La mossa legale di Daniela Santanchè non è stata presa bene dal suo partito, per usare l’eufemismo a cui ricorrono alcuni suoi colleghi. La possibilità che slitti in avanti la decisione sul rinvio a giudizio della ministra del Turismo è tutt’altro che ideale, dal punto di vista di FdI, e dove non si vedono alternative alle dimissioni se dovesse finire a processo con sulla presunta truffa aggravata ai danni dell’Inps. La vicenda da mesi rappresenta una questione scomoda da gestire per Giorgia Meloni, anche se non filtra nulla in queste ore da Palazzo Chigi, in una giornata in cui la premier ha lavorato da remoto e in call ha avuto il colloquio programmato con il commissario per i partenariati internazionali dell’Unione europea, Josef Síkela.
Alla guida di un governo che giovedì diventerà il quinto più longevo della storia repubblicana (un giorno in più del Prodi I, in carica 886 giorni fra il ’96 e il ’98), la premier ha fin qui evitato ogni tipo di rimpasto, sostituendo rapidamente Gennaro Sangiuliano e Raffaele Fitto nei mesi scorsi. A fine febbraio la mozione di sfiducia delle opposizioni contro Santanchè è stata respinta senza sorprese, e così sarà anche nelle prossime ore per quella contro il guardasigilli Carlo Nordio. Ma il tema del ritocco alla squadra tornerà di attualità se l’udienza preliminare sulla ministra dovesse finisse con un rinvio a giudizio. Il momento della verità potrebbe slittare, se venisse depositata la richiesta di “termini a difesa” per studiare il procedimento, preannunciata da Salvatore Pino, entrato nel collegio difensivo al posto di Salvatore Sanzo.
Quando la notizia è rimbalzata dal Palazzo di Giustizia di Milano ai palazzi della politica a Roma, nel giro di un quarto d’ora è arrivato il commento di FdI. Ed è dello stesso tenore di quello con cui il 25 febbraio, enfatizzando una riflessione su cui la ministra era stata più soft nel suo intervento contro la mozione di sfiducia, il partito la ringraziò per aver “chiaramente detto” che in caso di rinvio a giudizio “farebbe prevalere il cuore alla ragione e lascerebbe il suo incarico governativo per amore e rispetto di FdI e del presidente del Consiglio”.

_Materiale fornito_.
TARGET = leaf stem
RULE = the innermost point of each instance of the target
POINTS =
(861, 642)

_Cosa fare_.
[a] Rispondi a queste domande sul brano citato:
(i) Di quale ministero è titolare Daniela Santanchè?
(ii) Per quanti giorni è rimasto in carica il governo Prodi I?
(iii) Chi ha preannunciato la richiesta di "termini a difesa"?
[b] Elenca, nell'ordine in cui compaiono, tutte le persone che il brano citato indica con nome e cognome.
I dati non sono necessari per svolgere le consegne.

_Risposte finali_.
[a]
(i) Del Turismo.
(ii) 886 giorni.
(iii) Salvatore Pino.

[b] Daniela Santanchè, Giorgia Meloni, Josef Síkela, Gennaro Sangiuliano, Raffaele Fitto, Carlo Nordio, Salvatore Pino, Salvatore Sanzo